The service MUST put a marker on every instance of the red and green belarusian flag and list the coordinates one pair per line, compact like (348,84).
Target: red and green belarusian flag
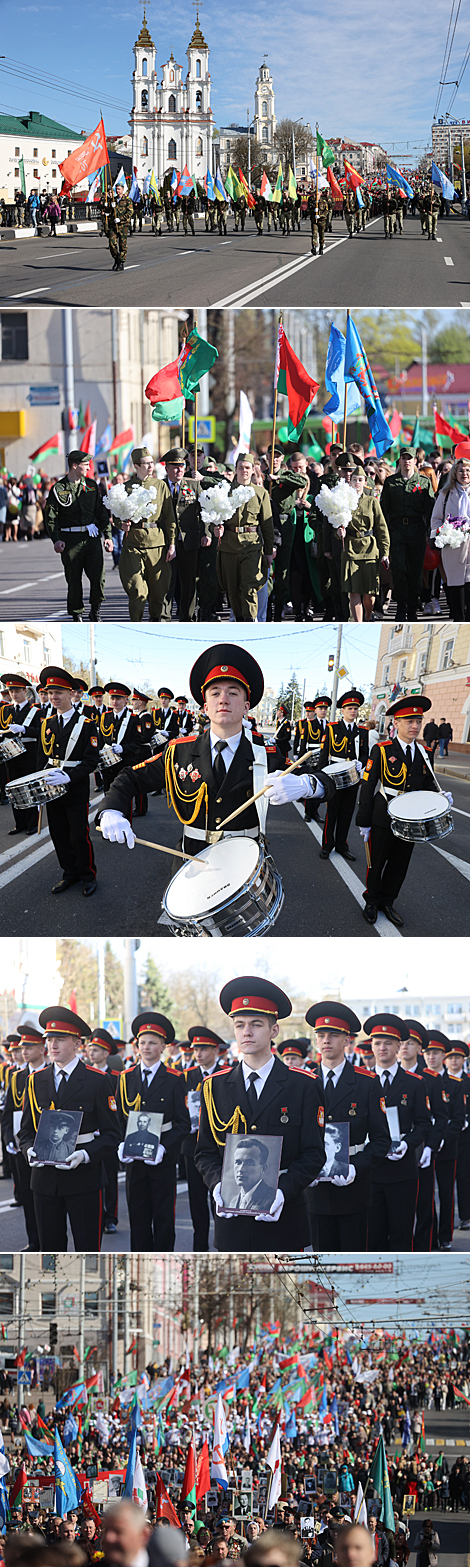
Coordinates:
(50,448)
(295,383)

- - -

What is expected:
Please express each line of the data above as a JSON list of strings, one string per line, with blank lines skipped and the pictures left out.

Task solution:
[
  "The service MUST put a marker on every instance of the red and green belarusian flag and list the coordinates one pair per line, compact like (348,84).",
  "Target: red and green belarusian flag",
  "Coordinates:",
  "(50,448)",
  "(295,383)"
]